__EXCERPT PROVIDED__:
Availability of DSP56K chips

From: Carlos Murillo <cmurillo_at_emtelsa.multi.net.co>
Date: Mon Dec 10 11:41:42 2001

Hi everyone;

It's been a while since I last coded stuff for robot control. The last
time I did that, the DSP56K (dsp56001 in particular) chips were
readily available. Now I need to develop a new platform for
research purposes and I am finding that the once ubiquitous dsp56k
chips have been eol'd (end-of-line'd in motorola parlance).
The suggested replacements are the dsp56301 or 303 chips, which
are code compatible, have 24 bit addressing (instead of 16 bit),
run at 80MIPs instead of 20, and have all the glue logic
for PCI or ISA interfacing built-in (dsp56301, which makes sense in my
application because the robot supervisor will be a Linux server
receiving commands from robot application clients over tcp/ip;
the dsp will be a slave that does the low level yet massive
number crunching stuff). So why don't I just go and choose
the newer parts? Several reasons:

1) I'd prefer to go with unix-based free software tools. There is
 a56k and gcc56k for the dsp56k. While the dsp56.3k is supposedly
 code-compatible, I am sure that some tweaking would be required to
 make these tools work with the new family, and compilers are not
 my area of expertise.

__DATA ENTRIES__:
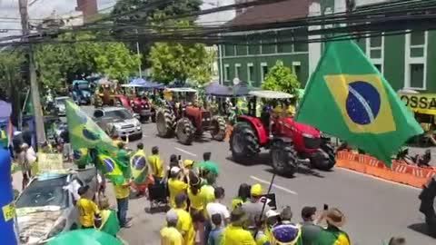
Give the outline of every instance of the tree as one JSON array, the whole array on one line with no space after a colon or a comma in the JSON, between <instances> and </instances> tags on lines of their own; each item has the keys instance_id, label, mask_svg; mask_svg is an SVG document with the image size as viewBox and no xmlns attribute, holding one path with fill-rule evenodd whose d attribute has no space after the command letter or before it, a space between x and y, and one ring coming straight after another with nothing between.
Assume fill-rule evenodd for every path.
<instances>
[{"instance_id":1,"label":"tree","mask_svg":"<svg viewBox=\"0 0 436 245\"><path fill-rule=\"evenodd\" d=\"M18 125L21 112L20 91L25 91L25 83L22 77L25 55L21 50L0 52L0 99L12 104L11 119Z\"/></svg>"},{"instance_id":2,"label":"tree","mask_svg":"<svg viewBox=\"0 0 436 245\"><path fill-rule=\"evenodd\" d=\"M277 61L275 65L268 72L262 83L262 88L289 93L297 98L297 89L300 88L300 85L297 75L291 68L284 66L283 62Z\"/></svg>"},{"instance_id":3,"label":"tree","mask_svg":"<svg viewBox=\"0 0 436 245\"><path fill-rule=\"evenodd\" d=\"M92 73L123 81L136 72L141 62L140 57L123 43L99 43L97 35L94 34L66 34L59 39L78 42L36 46L38 79L44 87L59 90L65 87L62 81L71 81L76 75L90 75ZM82 42L84 40L91 41Z\"/></svg>"},{"instance_id":4,"label":"tree","mask_svg":"<svg viewBox=\"0 0 436 245\"><path fill-rule=\"evenodd\" d=\"M156 43L150 53L152 76L164 83L189 79L202 84L211 80L213 57L204 44Z\"/></svg>"},{"instance_id":5,"label":"tree","mask_svg":"<svg viewBox=\"0 0 436 245\"><path fill-rule=\"evenodd\" d=\"M111 13L112 17L114 19L114 37L122 39L126 34L134 34L138 29L139 32L141 31L142 26L151 25L153 23L165 25L167 23L160 23L159 21L156 21L155 16L164 15L172 17L174 15L196 12L201 9L200 6L203 4L202 0L177 0L145 11L134 12L152 2L155 2L155 0L124 0L116 2L114 10ZM125 13L132 14L126 15ZM135 24L138 28L118 28L118 26L124 26L125 24L128 24L129 25ZM148 57L148 54L150 54L151 44L152 44L150 43L141 43L139 45L140 53L143 54L142 64L147 68L151 66L151 64L149 63L149 59L146 59L145 57ZM128 44L128 46L132 51L136 52L135 42Z\"/></svg>"}]
</instances>

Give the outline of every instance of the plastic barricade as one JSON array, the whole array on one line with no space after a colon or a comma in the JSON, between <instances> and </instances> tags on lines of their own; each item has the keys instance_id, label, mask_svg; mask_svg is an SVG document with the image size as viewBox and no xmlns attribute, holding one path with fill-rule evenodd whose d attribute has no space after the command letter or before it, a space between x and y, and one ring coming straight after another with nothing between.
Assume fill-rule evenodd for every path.
<instances>
[{"instance_id":1,"label":"plastic barricade","mask_svg":"<svg viewBox=\"0 0 436 245\"><path fill-rule=\"evenodd\" d=\"M427 181L436 175L432 168L421 168L406 164L401 161L392 161L391 168L371 155L358 154L353 152L337 152L336 166L370 174L391 181L422 188Z\"/></svg>"}]
</instances>

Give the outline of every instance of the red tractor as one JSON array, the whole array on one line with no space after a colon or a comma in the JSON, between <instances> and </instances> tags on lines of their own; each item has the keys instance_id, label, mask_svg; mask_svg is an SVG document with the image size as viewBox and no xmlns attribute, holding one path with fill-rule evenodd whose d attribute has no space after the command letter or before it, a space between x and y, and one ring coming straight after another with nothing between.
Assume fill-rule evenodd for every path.
<instances>
[{"instance_id":1,"label":"red tractor","mask_svg":"<svg viewBox=\"0 0 436 245\"><path fill-rule=\"evenodd\" d=\"M222 116L212 117L209 111L193 104L196 93L196 90L191 88L171 88L165 91L166 104L156 112L159 136L170 138L175 133L181 143L189 145L196 135L200 136L203 132L209 131L213 140L224 140L225 120ZM168 94L171 94L170 100Z\"/></svg>"},{"instance_id":2,"label":"red tractor","mask_svg":"<svg viewBox=\"0 0 436 245\"><path fill-rule=\"evenodd\" d=\"M139 115L139 121L145 123L150 119L155 122L155 113L152 104L146 96L138 95L140 85L122 84L123 93L129 98L130 107L135 114Z\"/></svg>"},{"instance_id":3,"label":"red tractor","mask_svg":"<svg viewBox=\"0 0 436 245\"><path fill-rule=\"evenodd\" d=\"M230 138L230 149L236 162L253 159L261 148L265 148L270 150L272 168L281 175L293 175L302 162L309 162L311 166L322 171L334 166L335 153L330 139L317 129L297 122L289 115L272 115L268 109L260 117L253 116L256 97L283 101L292 98L292 94L273 91L252 91L250 94L254 96L249 104L250 115L237 117Z\"/></svg>"}]
</instances>

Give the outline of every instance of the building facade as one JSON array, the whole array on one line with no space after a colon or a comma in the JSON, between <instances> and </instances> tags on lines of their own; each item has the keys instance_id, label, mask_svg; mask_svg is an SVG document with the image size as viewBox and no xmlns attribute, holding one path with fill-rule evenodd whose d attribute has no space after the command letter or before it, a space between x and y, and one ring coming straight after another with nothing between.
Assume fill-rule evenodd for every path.
<instances>
[{"instance_id":1,"label":"building facade","mask_svg":"<svg viewBox=\"0 0 436 245\"><path fill-rule=\"evenodd\" d=\"M236 1L236 3L243 1ZM289 0L244 9L229 24L275 22L308 15L309 0ZM246 34L246 44L220 45L218 64L220 82L231 84L234 78L260 86L277 60L292 67L303 83L309 75L307 43L292 44L293 30L278 29ZM278 44L272 44L278 43Z\"/></svg>"},{"instance_id":2,"label":"building facade","mask_svg":"<svg viewBox=\"0 0 436 245\"><path fill-rule=\"evenodd\" d=\"M389 1L391 0L356 0L356 8ZM302 5L302 2L303 1L289 0L282 4L289 3L295 9L297 3ZM278 4L275 5L277 7ZM298 13L289 11L286 15L287 19L301 15L328 15L346 10L344 0L307 1L302 5L306 7L305 11L302 9L300 9ZM238 24L240 22L238 18L247 15L251 15L247 18L253 18L251 12L254 8L250 8L236 16L231 24L233 22ZM258 6L258 8L264 10L265 5ZM322 27L312 26L311 28ZM273 32L278 34L275 40L281 41L281 31ZM286 45L279 44L266 47L262 44L264 34L257 34L259 39L253 39L256 44L254 45L247 44L246 48L234 45L221 47L220 80L223 83L228 83L234 77L239 77L242 81L260 85L268 69L274 65L277 60L282 60L287 66L295 71L302 86L304 86L322 55L323 44L320 43L306 45L302 45L301 43ZM319 38L319 36L311 36L310 38ZM411 32L401 35L371 38L362 37L356 40L356 43L394 90L412 89L421 93L436 93L436 69L432 68L436 67L435 31Z\"/></svg>"}]
</instances>

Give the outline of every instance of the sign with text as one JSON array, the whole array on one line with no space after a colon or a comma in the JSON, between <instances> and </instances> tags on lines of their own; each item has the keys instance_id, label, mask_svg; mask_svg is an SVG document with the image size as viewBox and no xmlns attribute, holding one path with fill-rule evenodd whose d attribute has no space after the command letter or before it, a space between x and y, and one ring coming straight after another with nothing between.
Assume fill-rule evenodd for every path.
<instances>
[{"instance_id":1,"label":"sign with text","mask_svg":"<svg viewBox=\"0 0 436 245\"><path fill-rule=\"evenodd\" d=\"M436 115L436 93L405 93L398 95L413 112Z\"/></svg>"},{"instance_id":2,"label":"sign with text","mask_svg":"<svg viewBox=\"0 0 436 245\"><path fill-rule=\"evenodd\" d=\"M63 170L62 154L38 152L38 169L40 172Z\"/></svg>"}]
</instances>

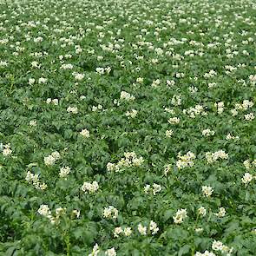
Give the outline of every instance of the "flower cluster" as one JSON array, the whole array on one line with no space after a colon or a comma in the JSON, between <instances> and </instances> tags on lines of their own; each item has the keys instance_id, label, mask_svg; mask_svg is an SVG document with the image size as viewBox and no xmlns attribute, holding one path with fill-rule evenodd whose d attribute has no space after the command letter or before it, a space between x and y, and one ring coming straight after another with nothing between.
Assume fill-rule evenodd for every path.
<instances>
[{"instance_id":1,"label":"flower cluster","mask_svg":"<svg viewBox=\"0 0 256 256\"><path fill-rule=\"evenodd\" d=\"M55 162L61 158L60 154L57 151L53 152L51 154L43 158L44 163L47 166L53 166Z\"/></svg>"},{"instance_id":2,"label":"flower cluster","mask_svg":"<svg viewBox=\"0 0 256 256\"><path fill-rule=\"evenodd\" d=\"M108 162L107 164L108 171L121 172L125 167L140 167L143 163L143 158L137 157L135 152L124 153L124 158L121 158L116 164Z\"/></svg>"},{"instance_id":3,"label":"flower cluster","mask_svg":"<svg viewBox=\"0 0 256 256\"><path fill-rule=\"evenodd\" d=\"M36 189L44 190L47 188L47 185L45 183L40 183L39 174L33 174L28 171L25 180L29 183L32 184Z\"/></svg>"},{"instance_id":4,"label":"flower cluster","mask_svg":"<svg viewBox=\"0 0 256 256\"><path fill-rule=\"evenodd\" d=\"M206 158L207 158L207 163L213 163L218 161L219 159L223 159L223 160L228 159L228 154L222 149L213 153L207 152Z\"/></svg>"},{"instance_id":5,"label":"flower cluster","mask_svg":"<svg viewBox=\"0 0 256 256\"><path fill-rule=\"evenodd\" d=\"M187 167L191 167L194 164L194 160L195 160L195 154L193 152L188 151L184 155L181 155L180 152L177 157L176 166L178 169L183 169Z\"/></svg>"}]
</instances>

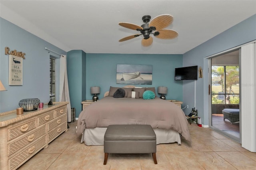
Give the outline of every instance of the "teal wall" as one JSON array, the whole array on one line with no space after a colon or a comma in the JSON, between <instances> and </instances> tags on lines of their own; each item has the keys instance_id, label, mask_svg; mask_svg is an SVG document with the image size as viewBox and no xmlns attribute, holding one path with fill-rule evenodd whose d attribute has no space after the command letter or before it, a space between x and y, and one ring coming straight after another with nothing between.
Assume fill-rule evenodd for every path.
<instances>
[{"instance_id":1,"label":"teal wall","mask_svg":"<svg viewBox=\"0 0 256 170\"><path fill-rule=\"evenodd\" d=\"M196 81L196 107L204 125L209 125L208 59L205 57L256 40L256 15L250 17L183 54L184 66L202 67L204 78ZM183 105L194 105L194 82L183 81ZM192 107L190 107L192 108ZM191 109L185 109L187 114Z\"/></svg>"},{"instance_id":2,"label":"teal wall","mask_svg":"<svg viewBox=\"0 0 256 170\"><path fill-rule=\"evenodd\" d=\"M182 55L85 54L82 50L72 50L68 52L67 58L70 103L71 107L76 108L76 117L82 111L81 102L92 99L91 87L100 87L98 95L100 99L110 86L126 85L116 83L118 64L152 65L152 84L134 85L154 87L156 92L158 87L166 86L166 99L182 100L182 82L174 80L174 68L182 67Z\"/></svg>"},{"instance_id":3,"label":"teal wall","mask_svg":"<svg viewBox=\"0 0 256 170\"><path fill-rule=\"evenodd\" d=\"M24 99L37 98L48 103L49 97L50 57L56 57L56 96L58 101L59 56L45 49L46 47L58 53L66 54L57 47L33 34L0 18L0 79L7 90L0 91L0 112L20 107L19 101ZM4 48L26 53L23 60L23 85L8 85L9 56Z\"/></svg>"},{"instance_id":4,"label":"teal wall","mask_svg":"<svg viewBox=\"0 0 256 170\"><path fill-rule=\"evenodd\" d=\"M116 84L116 65L118 64L152 65L152 85L134 85L136 86L166 86L167 99L182 100L182 82L175 81L174 68L182 67L182 55L121 54L86 53L86 99L91 100L90 87L100 86L99 99L109 90L110 86L123 87ZM157 94L158 95L158 94ZM160 96L160 95L159 95Z\"/></svg>"},{"instance_id":5,"label":"teal wall","mask_svg":"<svg viewBox=\"0 0 256 170\"><path fill-rule=\"evenodd\" d=\"M68 52L67 69L70 105L76 108L76 117L82 109L81 102L86 99L86 53L82 50Z\"/></svg>"}]
</instances>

__STATED PROBLEM__:
Do the statements 1.–3. agree with the post about DSP56K chips? Answer yes or no for each and quote the words from the post that decide it.
1. The suggested replacement chips run at 80 MIPS rather than 20.
2. The writer prefers commercial development tools.
3. The dsp56301 and 303 chips use 16 bit addressing.

__THE OUTPUT__:
1. Yes: "run at 80MIPs instead of 20"
2. No: "I'd prefer to go with unix-based free software tools."
3. No: "have 24 bit addressing (instead of 16 bit)"